## Page excerpt
Doesn't take a genius to figure out the flight of the arrow....it pisses me off when new archers listen to stupid folks about head shots, any shot will do, no tuning, no practice, just throw on broadheads and move the sight or better yet just slap on a mechanical....and, by the way, since I actually saw the deer, I am assuming less than you....unless of course you made that shot??


----------



## K-Bill (May 14, 2009)

i think it's very arrogant to assume we know exactly what happened, and then blame the hunter for a bad shot. there's a thousand that could have gone wrong with this being the end result. not saying it was or wasn't a bad shot. we just don't know. path of the arrow? we have no idea what the path of the arrow looked like. we know where it ended up. what if did hit a limb? what the buck turned? ducked down? goes on and on and on. congrats to your buddy, glad it's done now.


----------



## byrddog (Aug 3, 2009)

PanhandleBob said:


> Doesn't take a genius to figure out the flight of the arrow....it pisses me off when new archers listen to stupid folks about head shots, any shot will do, no tuning, no practice, just throw on broadheads and move the sight or better yet just slap on a mechanical....and, by the way, since I actually saw the deer, I am assuming less than you....unless of course you made that shot??



You can look at that deer for however long you want and you still wont know anymore than you did when you started . Bottom line you dont know !

If I wouldve shot the deer I wouldve shot him in the head with my untuned bow that I didnt practice with and my Grim Reapers !


----------



## PanhandleBob (Mar 16, 2011)

Figures


----------



## byrddog (Aug 3, 2009)

10+4 mr perfect !!!!


----------



## PanhandleBob (Mar 16, 2011)

I'm not perfect....just call 'em like I see 'em. An arrow doesn't magically hit the way this one did....I've seen deflections....this doesn't show signs of that from a broadside shot....no the clear point of impact was straight over the back end...

And if promoting practice and knowing your equipment makes me a bad person in your eyes well so be it...I would much rather teach ethics and knowledge than just send someone out there and let them shoot the woods up...


----------



## byrddog (Aug 3, 2009)

I know a guy who shot a 203 " monster and when he drew on the deer he accidentally hit his release and shot the deer in the neck, he killed the deer but it could have easily been a terrible situation. This guy shoots good equipment and practices and has killed animals all over the world but things happen . All im saying is don't dog someone and call them stupid when you don't know what happened at the time . That's a great buck and im sure this hunter is sick over it. Give him a break especially since apparently you dont know him . Dang !!!!


----------



## WW2 (Sep 28, 2007)

K-Bill said:


> i think it's very arrogant to assume we know exactly what happened, and then blame the hunter for a bad shot. there's a thousand that could have gone wrong with this being the end result. not saying it was or wasn't a bad shot. we just don't know. path of the arrow? we have no idea what the path of the arrow looked like. we know where it ended up. what if did hit a limb? what the buck turned? ducked down? goes on and on and on. congrats to your buddy, glad it's done now.

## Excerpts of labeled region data
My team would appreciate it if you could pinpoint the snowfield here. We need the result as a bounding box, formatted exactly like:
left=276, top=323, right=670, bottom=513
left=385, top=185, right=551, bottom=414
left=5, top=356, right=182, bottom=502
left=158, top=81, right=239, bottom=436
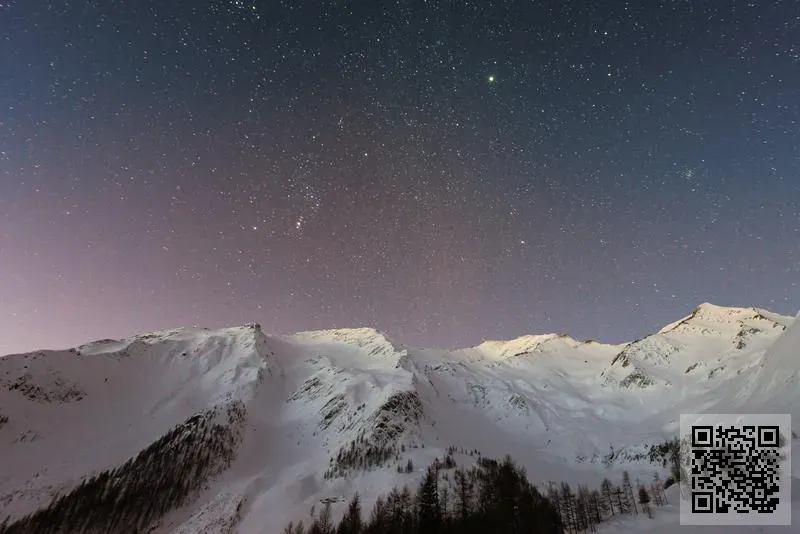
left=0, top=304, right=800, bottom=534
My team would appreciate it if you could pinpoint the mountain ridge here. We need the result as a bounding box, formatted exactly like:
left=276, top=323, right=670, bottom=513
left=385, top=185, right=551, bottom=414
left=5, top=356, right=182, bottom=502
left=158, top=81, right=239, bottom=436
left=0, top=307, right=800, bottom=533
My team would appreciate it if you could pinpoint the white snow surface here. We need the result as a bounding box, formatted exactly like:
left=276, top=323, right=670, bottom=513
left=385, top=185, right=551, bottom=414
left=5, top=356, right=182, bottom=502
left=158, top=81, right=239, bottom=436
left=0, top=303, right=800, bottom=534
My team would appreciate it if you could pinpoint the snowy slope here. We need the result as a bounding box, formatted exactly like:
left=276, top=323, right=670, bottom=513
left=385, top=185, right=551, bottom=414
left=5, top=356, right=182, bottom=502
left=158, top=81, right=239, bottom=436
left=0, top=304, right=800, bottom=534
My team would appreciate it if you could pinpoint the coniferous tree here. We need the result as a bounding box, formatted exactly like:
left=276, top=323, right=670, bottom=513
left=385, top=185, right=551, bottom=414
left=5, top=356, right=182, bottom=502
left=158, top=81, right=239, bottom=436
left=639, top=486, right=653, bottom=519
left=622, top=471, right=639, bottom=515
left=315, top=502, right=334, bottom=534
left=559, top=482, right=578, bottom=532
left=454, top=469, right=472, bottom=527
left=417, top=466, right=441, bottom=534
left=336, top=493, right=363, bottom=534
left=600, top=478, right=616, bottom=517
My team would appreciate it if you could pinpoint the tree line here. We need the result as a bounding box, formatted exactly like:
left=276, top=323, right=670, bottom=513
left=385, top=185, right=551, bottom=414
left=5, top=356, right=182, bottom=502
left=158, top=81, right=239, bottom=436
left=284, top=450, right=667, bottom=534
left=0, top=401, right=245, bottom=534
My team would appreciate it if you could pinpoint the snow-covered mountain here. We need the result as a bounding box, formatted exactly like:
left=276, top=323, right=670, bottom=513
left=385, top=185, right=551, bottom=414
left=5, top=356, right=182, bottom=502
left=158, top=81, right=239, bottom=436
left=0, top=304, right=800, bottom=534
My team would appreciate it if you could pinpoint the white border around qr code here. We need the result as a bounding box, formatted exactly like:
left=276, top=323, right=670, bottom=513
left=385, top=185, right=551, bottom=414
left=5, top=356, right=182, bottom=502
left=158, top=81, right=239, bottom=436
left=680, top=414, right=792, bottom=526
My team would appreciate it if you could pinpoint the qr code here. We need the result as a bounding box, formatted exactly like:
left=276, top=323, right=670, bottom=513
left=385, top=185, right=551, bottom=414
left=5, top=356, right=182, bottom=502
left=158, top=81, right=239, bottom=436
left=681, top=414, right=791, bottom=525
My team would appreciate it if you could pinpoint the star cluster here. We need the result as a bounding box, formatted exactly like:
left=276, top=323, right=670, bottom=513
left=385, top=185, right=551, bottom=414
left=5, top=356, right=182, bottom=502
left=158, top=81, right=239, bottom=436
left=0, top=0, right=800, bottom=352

## Required task A
Copy the section of the forum thread starting with "10+4 mr perfect" and going on through "the back end...".
## Required task B
Decide whether each statement agrees with the forum thread, answering yes or no and quoting the words that settle it: (i) K-Bill says the path of the arrow is known. (ii) PanhandleBob says he actually saw the deer. (iii) The man byrddog describes shot his deer in the neck after accidentally hitting his release.
The records are separate material, not part of the forum thread.

## Complete response A
10+4 mr perfect !!!!


----------



## PanhandleBob (Mar 16, 2011)

I'm not perfect....just call 'em like I see 'em. An arrow doesn't magically hit the way this one did....I've seen deflections....this doesn't show signs of that from a broadside shot....no the clear point of impact was straight over the back end...

## Complete response B
(i) No: "we have no idea what the path of the arrow looked like."
(ii) Yes: "since I actually saw the deer"
(iii) Yes: "he accidentally hit his release and shot the deer in the neck"